Tugas Latihan:
1 > Dalam kutipan tentang problema suami istri, apa yang dinamakan cicit dari problema itu?
2 > Tuliskan kembali bagian kutipan itu dari "Istrimu Kok Seperti" sampai "pandangan redaksi Kompas." tanpa mengubah satu kata pun.

Mohon tunggu...
Abahna Gibran
Abahna Gibran Mohon Tunggu... Freelancer - Penulis dan Pembaca

Ingin terus menulis sampai tak mampu lagi menulis (Mahbub Djunaedi Quotes)

Selanjutnya

Tutup

Sosbud

Istrimu Kok Seperti Jelangkung?

16 Desember 2019   05:30 Diperbarui: 16 Desember 2019   05:42 43
+
Laporkan Konten
Laporkan Akun
Kompasiana adalah platform blog. Konten ini menjadi tanggung jawab bloger dan tidak mewakili pandangan redaksi Kompas.
Lihat foto
Bagikan ide kreativitasmu dalam bentuk konten di Kompasiana | Sumber gambar: Freepik

Problema kehidupan sepasang suami istri, sepertinya bukan hanya 1001 macam sahaja. Akan tetapi bisa jadi ibarat bintang yang berkelip di langit saking banyaknya. Sedangkan untuk menyelesaikan satu masalah saja terkadang begitu rumit, bagaikan benang kusut saja laiknya.

Mulai dari urusan nafkah yang berupa sandang, pangan, papan, uang, sampai nafkah bathin yang tempatnya di atas ranjang, di dalamnya masih juga ditemukan anak dan cucu hingga cicitnya (Kayak BUMN saja, euy!) dari masalah yang disebutkan.

Betapa tidak. Karena masalah nafkah juga seorang istri buntutnya bisa berlari ke pria idaman lain. Baik disebabkan oleh masalah nafkah lahir maupun bathin. Barangkali itu yang disebut anak masalahnya. Lalu bila perselingkuhan itu diketahui hingga terjadi keributan, maka bisa jadi dikatakan sebagai cucunya. Sedangkan buntut dari keributan itu sampai terjadi perceraian, bolehlah kita namakan cicitnya problema itu.

Sebagaimana yang dialami teman sekampung saya. Belakangan ini, katanya, istrinya selalu saja pergi tanpa berpamitan, dan bila kembali tanpa mengucap salam. Apa lagi sampai mencium tangan. Sama sekali tak pernah dilakukan.

Bahan Sumber:
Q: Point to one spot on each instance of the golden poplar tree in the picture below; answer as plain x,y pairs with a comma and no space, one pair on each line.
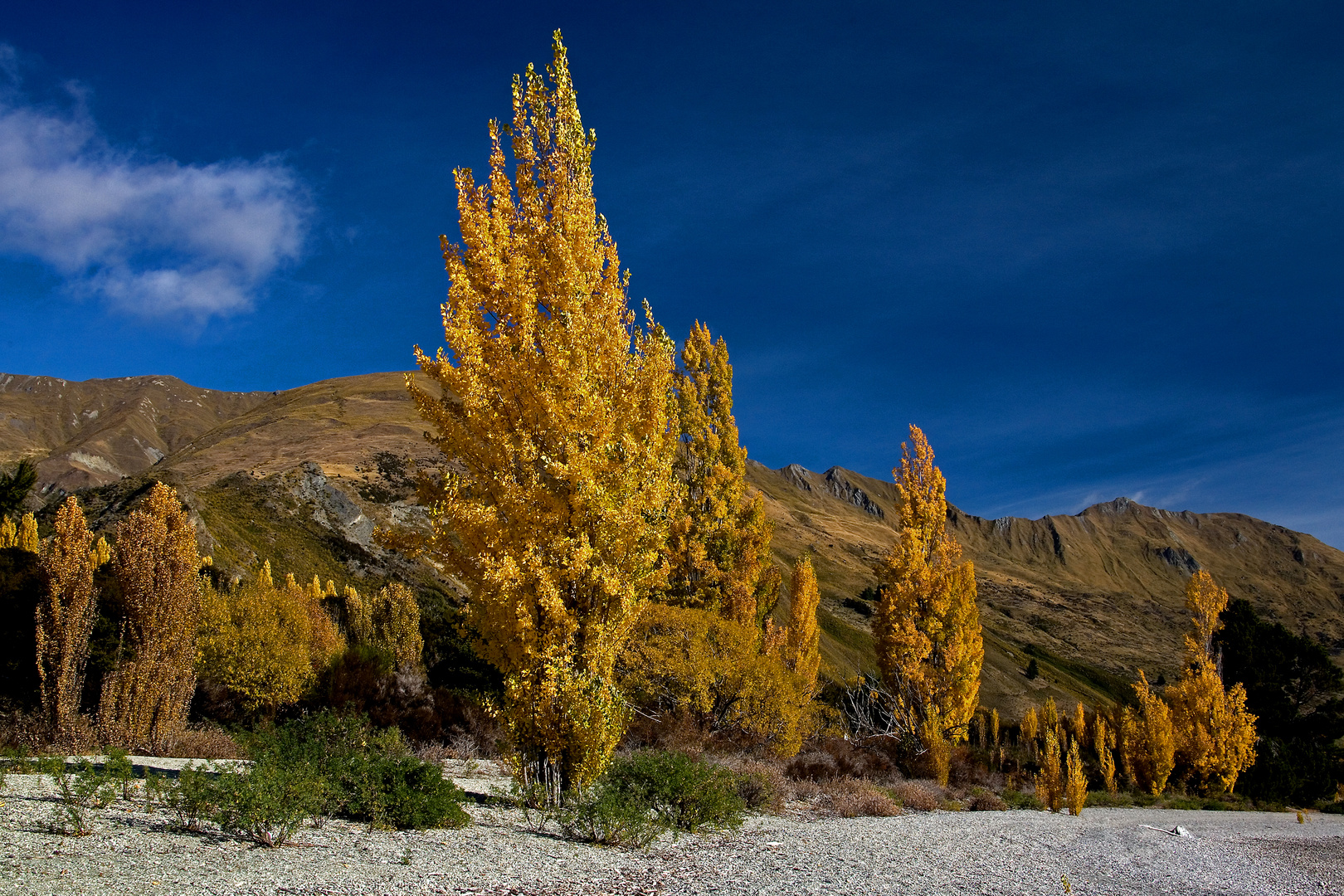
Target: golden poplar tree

Hasil Latihan:
1 > Perceraian yang terjadi sebagai buntut dari keributan.

2 >
Istrimu Kok Seperti Jelangkung?

16 Desember 2019   05:30 Diperbarui: 16 Desember 2019   05:42 43
+
Laporkan Konten
Laporkan Akun
Kompasiana adalah platform blog. Konten ini menjadi tanggung jawab bloger dan tidak mewakili pandangan redaksi Kompas.